-- Task prompt --
Render every line of the rows, from the line containing "Where can the small" through the final line of the rows with both ends included, as a JSON list of strings. Use one string per line and leave out blank lines.
* * * * *
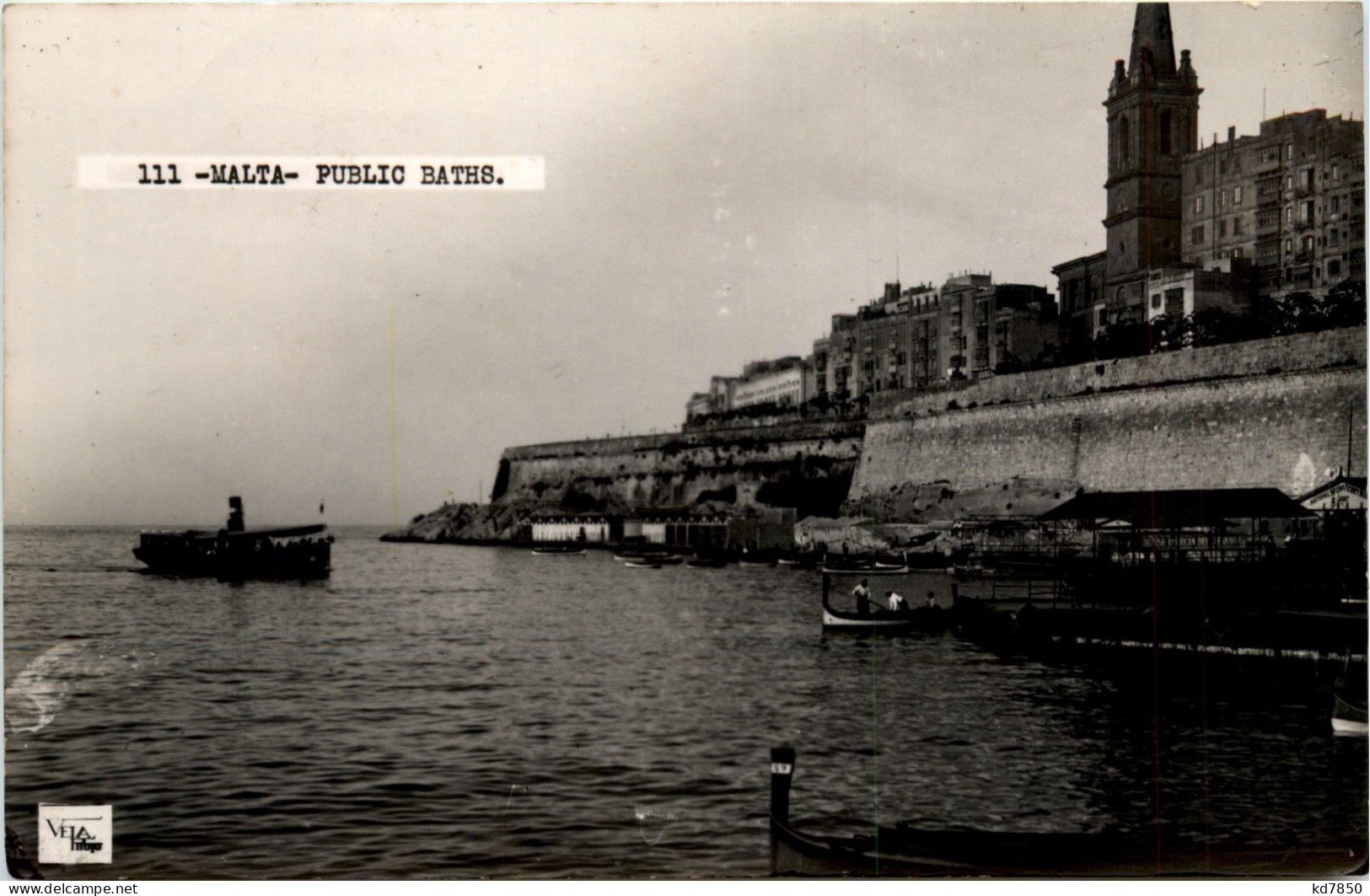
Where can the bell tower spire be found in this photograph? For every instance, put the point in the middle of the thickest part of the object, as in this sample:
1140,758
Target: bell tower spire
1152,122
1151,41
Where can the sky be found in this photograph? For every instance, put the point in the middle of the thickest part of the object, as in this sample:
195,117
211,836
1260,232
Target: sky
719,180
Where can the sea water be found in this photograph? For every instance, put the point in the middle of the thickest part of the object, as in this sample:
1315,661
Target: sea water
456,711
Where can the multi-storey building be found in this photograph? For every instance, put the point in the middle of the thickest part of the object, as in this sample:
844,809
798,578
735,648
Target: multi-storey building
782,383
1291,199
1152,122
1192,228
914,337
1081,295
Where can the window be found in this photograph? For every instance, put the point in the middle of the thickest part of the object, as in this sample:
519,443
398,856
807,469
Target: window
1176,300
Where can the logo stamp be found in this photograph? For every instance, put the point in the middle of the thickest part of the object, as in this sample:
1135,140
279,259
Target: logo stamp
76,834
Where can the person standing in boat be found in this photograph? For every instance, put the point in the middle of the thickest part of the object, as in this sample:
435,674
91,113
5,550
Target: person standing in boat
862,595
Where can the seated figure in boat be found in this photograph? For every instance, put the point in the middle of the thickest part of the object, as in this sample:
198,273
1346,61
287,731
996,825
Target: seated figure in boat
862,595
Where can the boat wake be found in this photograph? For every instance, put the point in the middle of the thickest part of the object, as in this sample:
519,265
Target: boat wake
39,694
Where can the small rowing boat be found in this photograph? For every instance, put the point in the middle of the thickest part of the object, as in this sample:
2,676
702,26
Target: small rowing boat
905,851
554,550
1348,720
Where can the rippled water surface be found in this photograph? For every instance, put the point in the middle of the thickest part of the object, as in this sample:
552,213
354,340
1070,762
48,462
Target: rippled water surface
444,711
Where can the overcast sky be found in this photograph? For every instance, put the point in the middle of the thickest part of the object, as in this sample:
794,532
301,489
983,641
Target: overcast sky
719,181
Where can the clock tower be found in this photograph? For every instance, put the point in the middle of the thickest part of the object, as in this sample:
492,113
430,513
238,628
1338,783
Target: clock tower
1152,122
* * * * *
-- Answer to this problem --
[
  "Where can the small rowing boat be found in this photograph? For every instance, put the point in the middle of the thickest part of the object, as in this sample:",
  "2,676",
  "702,26",
  "Target: small rowing boat",
  "905,851",
  "554,550",
  "1348,720",
  "Where can the rippled water surface be found in this photograph? For every instance, put the point in the middle of the thickest part of the object, as in this sample:",
  "552,213",
  "354,340",
  "1070,762",
  "48,462",
  "Target: rippled water surface",
  "444,711",
  "Where can the overcast sky be found in this photograph? For every instance, put the point in the middle of the thickest part of the object, as in this sample:",
  "794,532",
  "301,489",
  "983,641",
  "Target: overcast sky",
  "719,181",
  "Where can the clock tower be found in this photograph? For every instance, put the point in the middle of the thickest part of the object, as in this sample:",
  "492,113",
  "430,513",
  "238,628",
  "1338,783",
  "Target: clock tower",
  "1152,122"
]